BEGIN DATA PROVIDED

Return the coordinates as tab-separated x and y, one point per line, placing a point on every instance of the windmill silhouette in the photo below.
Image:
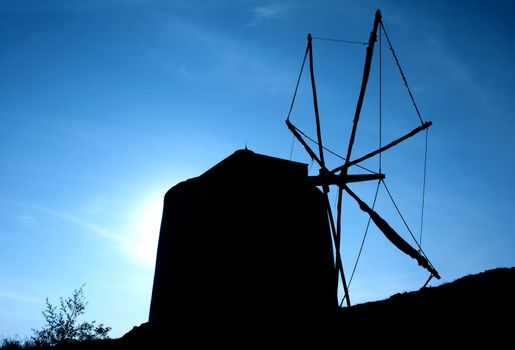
340	176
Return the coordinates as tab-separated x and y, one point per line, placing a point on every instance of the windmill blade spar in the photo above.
393	236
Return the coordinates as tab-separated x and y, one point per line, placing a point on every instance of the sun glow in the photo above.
143	245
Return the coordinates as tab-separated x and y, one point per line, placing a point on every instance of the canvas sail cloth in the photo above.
247	239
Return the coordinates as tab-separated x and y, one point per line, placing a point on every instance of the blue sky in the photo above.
105	105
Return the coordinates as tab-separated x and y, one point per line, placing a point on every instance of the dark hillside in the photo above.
479	306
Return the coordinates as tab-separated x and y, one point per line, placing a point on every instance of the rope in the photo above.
423	189
298	82
332	152
340	40
402	73
364	238
292	144
402	217
380	99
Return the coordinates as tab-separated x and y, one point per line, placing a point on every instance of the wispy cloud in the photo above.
268	12
134	235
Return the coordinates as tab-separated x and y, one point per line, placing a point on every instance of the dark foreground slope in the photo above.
473	310
474	307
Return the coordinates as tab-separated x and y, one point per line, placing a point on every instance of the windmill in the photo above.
340	176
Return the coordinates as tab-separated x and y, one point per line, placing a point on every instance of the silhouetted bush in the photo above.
62	325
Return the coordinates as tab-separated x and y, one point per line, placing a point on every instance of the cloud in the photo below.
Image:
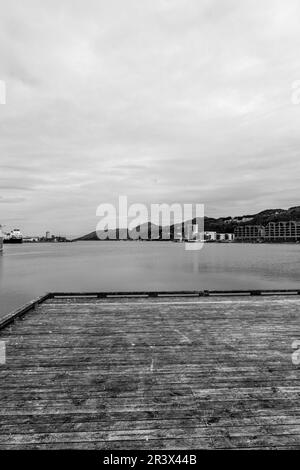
163	101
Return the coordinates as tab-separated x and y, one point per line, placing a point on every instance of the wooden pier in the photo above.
172	370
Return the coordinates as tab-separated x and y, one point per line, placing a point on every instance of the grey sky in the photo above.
161	100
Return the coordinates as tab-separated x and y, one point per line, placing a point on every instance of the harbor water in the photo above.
29	270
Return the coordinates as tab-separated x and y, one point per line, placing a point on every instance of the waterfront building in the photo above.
283	231
250	233
221	237
230	237
210	236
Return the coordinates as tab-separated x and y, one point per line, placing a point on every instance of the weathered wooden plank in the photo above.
152	373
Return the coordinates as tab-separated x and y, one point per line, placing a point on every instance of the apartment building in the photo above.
274	231
249	233
283	231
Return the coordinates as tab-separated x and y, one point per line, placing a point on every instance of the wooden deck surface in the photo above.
186	373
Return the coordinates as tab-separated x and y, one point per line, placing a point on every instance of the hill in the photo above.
221	225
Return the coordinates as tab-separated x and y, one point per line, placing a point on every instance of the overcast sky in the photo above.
160	100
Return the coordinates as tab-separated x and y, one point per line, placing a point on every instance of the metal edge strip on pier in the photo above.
11	317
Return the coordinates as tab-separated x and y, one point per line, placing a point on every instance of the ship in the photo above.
15	236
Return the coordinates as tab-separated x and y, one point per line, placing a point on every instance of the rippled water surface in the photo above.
29	270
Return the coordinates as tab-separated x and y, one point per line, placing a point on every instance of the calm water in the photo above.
27	271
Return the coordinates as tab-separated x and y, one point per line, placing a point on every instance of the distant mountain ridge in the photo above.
221	224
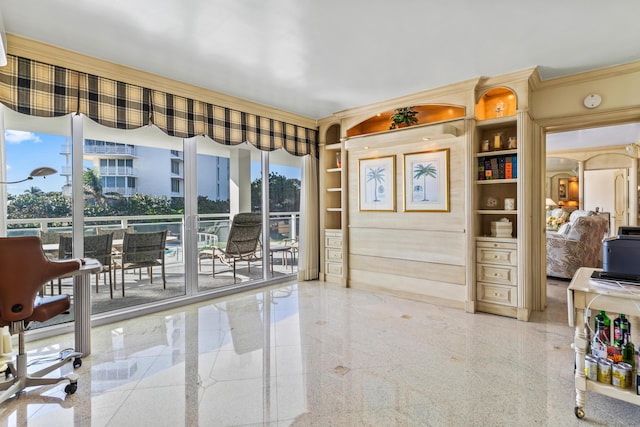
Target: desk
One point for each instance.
(82, 304)
(583, 294)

END DATA PROVIDED

- **WHAT YOU WILL DO**: Retype every entry above exactly, leaving out the pictures.

- **SOLUTION TO THIS PROBLEM**:
Return the coordinates as tab-separated x and y, one point per line, placing a point on every instance of the windmill silhouette in the photo below.
Image:
340	176
Return the coordinates as tab-separated x and y, one point per line, placing a point on every instance of the windmill blade spar in the photo above.
393	236
Return the coordinates as tab-separated x and y, one point per line, placing a point on every instance of the sun glow in the photo above.
143	245
Return the coordinates as tab-separated x and y, one point per line, placing a point on every instance of the canvas sail cloth in the photo above.
247	239
Return the coordinates as tab-separated x and y, one point per line, placing a point on every instance of the blue sky in the photo above.
105	105
Return the coordinates as tab-separated x and y, one point per line, placing a point on every instance of the dark hillside in the photo above.
479	306
Return the coordinates as tab-separated x and y, one point per line, placing a point on every instance of the rope in the photo above.
423	189
298	82
332	152
340	40
402	73
364	238
292	144
402	217
380	99
Return the coordinates as tab-separated x and y, one point per line, placing a point on every instance of the wispy cloud in the photo above.
268	12
134	235
Return the coordinates as tab-separated x and y, one point per line, placing a point on every instance of the dark foreground slope in the photo above.
473	310
474	307
Return the coordinates as tab-separated x and y, one point per line, placing a point on every instance of the windmill in the photo above.
340	176
Return the coordinates as tab-separated x and y, one point per line, placing a point on every instance of the silhouetted bush in the photo above.
62	325
Return the coordinates as tab-separated x and y, one point per line, placing a point on every instance of the cloud in the photo below.
Image:
163	101
Return the coordinates as tab-separated x and y, one point per line, placing a point on every instance of the wooden pier in the photo above.
172	370
Return the coordinates as tab-separated x and y, one point per line, placing a point on every instance of the grey sky in the photo above.
161	100
Return the coordinates as tab-separated x and y, one point per line, placing a point on every instance of the harbor water in the photo above.
29	270
Return the coordinates as tab-separated x and y, one point per line, placing a point on every instance of the waterfront building in the photo above.
283	231
250	233
221	237
230	237
210	236
Return the coordinates as tab-separated x and y, one point per line, placing a point on every instance of the weathered wooden plank in the photo above.
152	373
Return the coordinates as tab-separated x and y, one point per line, placing a point on every instance of the apartment building in the photo above.
274	231
249	233
283	231
Return the coordinates as tab-separated x and y, one point per line, placing a point on every instance of the wooden deck surface in the photo above.
186	373
Return the coordinates as tab-separated x and y, one point per line, placing a point on every instance of the hill in the photo above.
221	225
Return the coordinates as tab-separated x and y, one point per line, placing a point on every instance of the overcast sky in the photo above.
160	100
Return the coordinates as tab-separated x and y, one point per line, placing a point on every instance of the metal edge strip on pier in the photo above.
11	317
Return the coordinates as tab-separated x and y, one point per line, placing a point on every instance of the ship in the photo above.
15	236
Return the coordinates as tab-separated x and y, one point per line, placing a point on every instance of the rippled water surface in the photo above.
29	270
Return the coordinates as tab-separated x and y, one point per line, placing a point on every instance of the calm water in the photo above.
27	271
Return the coordinates as tab-separated x and y, one point per line, placing a point on every instance of the distant mountain ridge in the photo above.
221	224
Target: desk
One point for each instance.
(82, 304)
(583, 294)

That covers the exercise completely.